### Your goal:
Omit any picture, and return the remaining data exactly as written.

### Saved entries:
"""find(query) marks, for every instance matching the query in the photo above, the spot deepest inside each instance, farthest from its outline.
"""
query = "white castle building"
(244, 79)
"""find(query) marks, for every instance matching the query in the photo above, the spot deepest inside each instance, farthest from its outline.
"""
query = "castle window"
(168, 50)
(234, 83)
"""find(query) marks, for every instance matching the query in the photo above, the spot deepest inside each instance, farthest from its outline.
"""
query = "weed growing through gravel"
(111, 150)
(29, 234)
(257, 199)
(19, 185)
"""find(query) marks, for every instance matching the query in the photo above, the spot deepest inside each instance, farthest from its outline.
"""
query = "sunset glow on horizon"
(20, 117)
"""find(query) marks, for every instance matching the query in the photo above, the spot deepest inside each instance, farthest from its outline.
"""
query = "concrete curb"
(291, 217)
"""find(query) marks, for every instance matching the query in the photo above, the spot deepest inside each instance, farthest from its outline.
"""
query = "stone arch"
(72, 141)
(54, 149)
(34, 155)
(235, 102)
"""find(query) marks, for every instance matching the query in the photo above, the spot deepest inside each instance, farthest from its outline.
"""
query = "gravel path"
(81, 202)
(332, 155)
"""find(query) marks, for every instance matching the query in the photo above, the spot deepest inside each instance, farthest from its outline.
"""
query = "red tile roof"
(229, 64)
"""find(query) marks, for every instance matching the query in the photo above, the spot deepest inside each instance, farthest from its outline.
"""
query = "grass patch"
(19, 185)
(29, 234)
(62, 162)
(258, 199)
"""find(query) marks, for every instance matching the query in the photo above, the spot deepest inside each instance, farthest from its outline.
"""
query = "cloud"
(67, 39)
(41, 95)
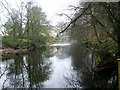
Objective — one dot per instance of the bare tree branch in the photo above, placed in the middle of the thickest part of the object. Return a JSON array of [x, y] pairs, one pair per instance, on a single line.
[[73, 21]]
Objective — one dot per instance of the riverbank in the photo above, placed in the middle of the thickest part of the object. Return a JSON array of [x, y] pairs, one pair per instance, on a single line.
[[9, 52], [105, 55]]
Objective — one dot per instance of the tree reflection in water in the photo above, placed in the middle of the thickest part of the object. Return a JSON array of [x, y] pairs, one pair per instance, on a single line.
[[85, 76], [28, 71]]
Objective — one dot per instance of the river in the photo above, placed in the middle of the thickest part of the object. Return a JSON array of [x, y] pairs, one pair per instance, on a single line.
[[55, 66]]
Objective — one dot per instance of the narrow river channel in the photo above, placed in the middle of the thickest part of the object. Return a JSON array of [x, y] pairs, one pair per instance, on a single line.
[[55, 66]]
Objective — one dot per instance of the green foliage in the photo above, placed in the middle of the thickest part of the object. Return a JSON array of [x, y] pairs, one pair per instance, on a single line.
[[33, 31], [8, 42]]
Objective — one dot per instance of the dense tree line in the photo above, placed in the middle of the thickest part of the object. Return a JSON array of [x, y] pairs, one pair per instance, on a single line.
[[96, 21], [26, 25]]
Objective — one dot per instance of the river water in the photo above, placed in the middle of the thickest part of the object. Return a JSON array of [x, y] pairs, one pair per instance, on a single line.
[[55, 66]]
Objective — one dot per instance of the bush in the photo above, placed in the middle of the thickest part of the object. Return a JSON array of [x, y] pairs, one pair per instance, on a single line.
[[8, 42]]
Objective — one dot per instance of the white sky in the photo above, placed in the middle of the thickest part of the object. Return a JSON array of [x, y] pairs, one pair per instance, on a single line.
[[50, 7], [54, 7]]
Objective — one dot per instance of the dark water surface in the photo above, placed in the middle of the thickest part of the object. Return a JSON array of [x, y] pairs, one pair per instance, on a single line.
[[62, 66]]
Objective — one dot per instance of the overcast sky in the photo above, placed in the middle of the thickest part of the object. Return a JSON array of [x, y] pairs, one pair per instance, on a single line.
[[50, 7]]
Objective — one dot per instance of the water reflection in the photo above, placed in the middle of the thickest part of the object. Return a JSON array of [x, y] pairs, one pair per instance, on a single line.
[[28, 71], [55, 67]]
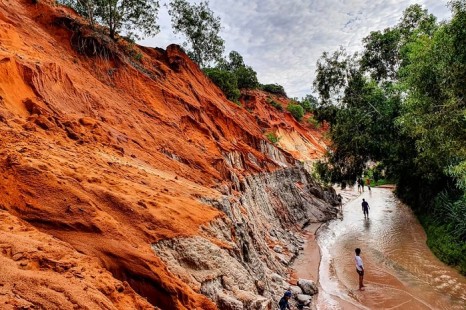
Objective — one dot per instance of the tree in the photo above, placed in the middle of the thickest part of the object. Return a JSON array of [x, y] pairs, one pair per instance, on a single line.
[[296, 110], [136, 18], [226, 81], [201, 29], [245, 75]]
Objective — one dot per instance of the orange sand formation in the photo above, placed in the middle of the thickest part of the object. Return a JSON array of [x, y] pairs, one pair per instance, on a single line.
[[101, 156]]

### Written response:
"""find(query) marks, for every instance matching the query in the photo above, the spot deepest inside each instance, farthest from its outline.
"""
query = "white castle building"
(244, 79)
"""find(query) marks, for every instance matching the query in the photo above, the spot deepest inside each instance, farthest from its outline.
"""
query = "castle window"
(168, 50)
(234, 83)
"""find(query) marks, for every instance matching the query in the photo above, the spot deepest inside each instance, farthest from its outline.
"""
query = "weed growing through gravel"
(111, 150)
(29, 234)
(257, 199)
(19, 185)
"""find(query) marks, for every instance matching the query in the photo above, the spot deepest inside each instance, farthest from its outline.
"""
query = "sunset glow on horizon"
(20, 117)
"""find(query) marks, for every instance matching the query in the photo above, the spot deepest inside each instance, farthest from its outline.
"""
query = "concrete curb"
(291, 217)
"""find(query) marks, for every instance matching the query in the photo above, the spot deepest inside each instance, farthest from its outline.
"""
query = "stone arch"
(72, 141)
(54, 149)
(34, 155)
(235, 102)
"""find(query) marks, for every instance matching the query in the photo above, the spot deepest inside each instance, farthest from its outline.
"""
query = "gravel path"
(81, 202)
(332, 155)
"""find(query) marks, for every instance matching the query in the photo above, the spot deepest inside each instance, farthest from its outline.
"""
query = "red tile roof"
(229, 64)
"""find(query) marks, for every instance matching the query in the photo above, the spot deepest inside each instance, farthest from its outline.
"""
query = "grass patch"
(19, 185)
(29, 234)
(62, 162)
(258, 199)
"""find(query) marks, for every instance matching the query in the photo above, the spot deepest inside each instance, farthest from its outline.
"""
query = "cloud"
(67, 39)
(41, 95)
Objective — one dot per instance of the bare tree branch in the photo above, placed in the middle of the thickest part of the object. Return a JSON array of [x, y] pairs, one pair per instance, on a single line.
[[73, 21]]
Objective — one dot per instance of the riverbank in the photo above, placed in the middle of the thickest part of the object. Return a JSON array of [x, y] pairs, one pair per instance, on a single line.
[[9, 52], [105, 55]]
Objective — one dot per instance of the tree reflection in water in the photo above, placed in the middle of the thickest part of the object. Return a JSON array of [x, y] pairs, one pair per instance, on a single line.
[[85, 76], [28, 71]]
Objective — one dot per instance of the river in the photo above, placed in the middle of the thickest part of the object. Return a JSON array of [x, y] pairs, one pair per instance, on a single line.
[[55, 66]]
Objective — one dot per instance of the narrow river channel in the photo above, placed in the middle of the thickest part of the object. Return a JSON array of [x, y] pairs, one pair per instance, on a single line.
[[55, 66]]
Objective — one dot per instance of the green foliage in the photo above, placed in the middle of the thickest part of the object. Return a JSON array of [x, y] pairs, one pair per instance, on a single line.
[[33, 31], [8, 42]]
Objective — one dot per instance of the dense tree line in the photo above, placed in the middle of the thickest part of the object. Return a JSON array of [x, y] pairs, one pair per instance, on a single line.
[[96, 21], [26, 25]]
Objective — one dot per instance of the river water in the photo above, placed in the middle of the thickest part of the object. Return a JSON array of [x, y] pairs, one pair per instance, on a single line.
[[55, 66]]
Objective — one dot per instance of the bush in the photo above, placed in the middle of the thickest part of the object. Return a JSON array of [x, y] pairs, one pair per instance, on a single line.
[[8, 42]]
Objective — one dot per instance of the white sky in the photo above, placed in the middle of the thickest part of the object. Return a JSON array of [x, y] pairs, one pair per instance, on a single line.
[[50, 7], [54, 7]]
Objective — one dot per instance of the dark water surface in the photo above, placed in the middle of the thickest part of the object. Return a JSON array of [x, y] pairs, one pair per instance, on a single line.
[[62, 66]]
Objective — one dot per instance of the overcast sky in the photo above, placed in the middle of the thickest part of the object. Return a JSON array of [x, y] pairs, one pair per instance, on a single line.
[[50, 7]]
Objective — one dot per instance of the water reflection in the photo above, placed in the middle of the thickest part of the object. Return a JSON array of [x, y] pairs, one pair per instance, on a single line.
[[28, 71], [55, 67]]
Objective — one dot per instance of the tree in the photo above, placed in the middle of the thickest part of the object. Return a JSON array of [x, y] pairs, one pair per instance, on a single line.
[[296, 110], [136, 18], [226, 81], [201, 29], [245, 75]]
Objective — one dot per instance of the orange sand formation in the photo above, placed in the middle of the thickest part of the object. Return a JSON array of [x, y] pairs, one pair per instance, on a single line.
[[101, 156]]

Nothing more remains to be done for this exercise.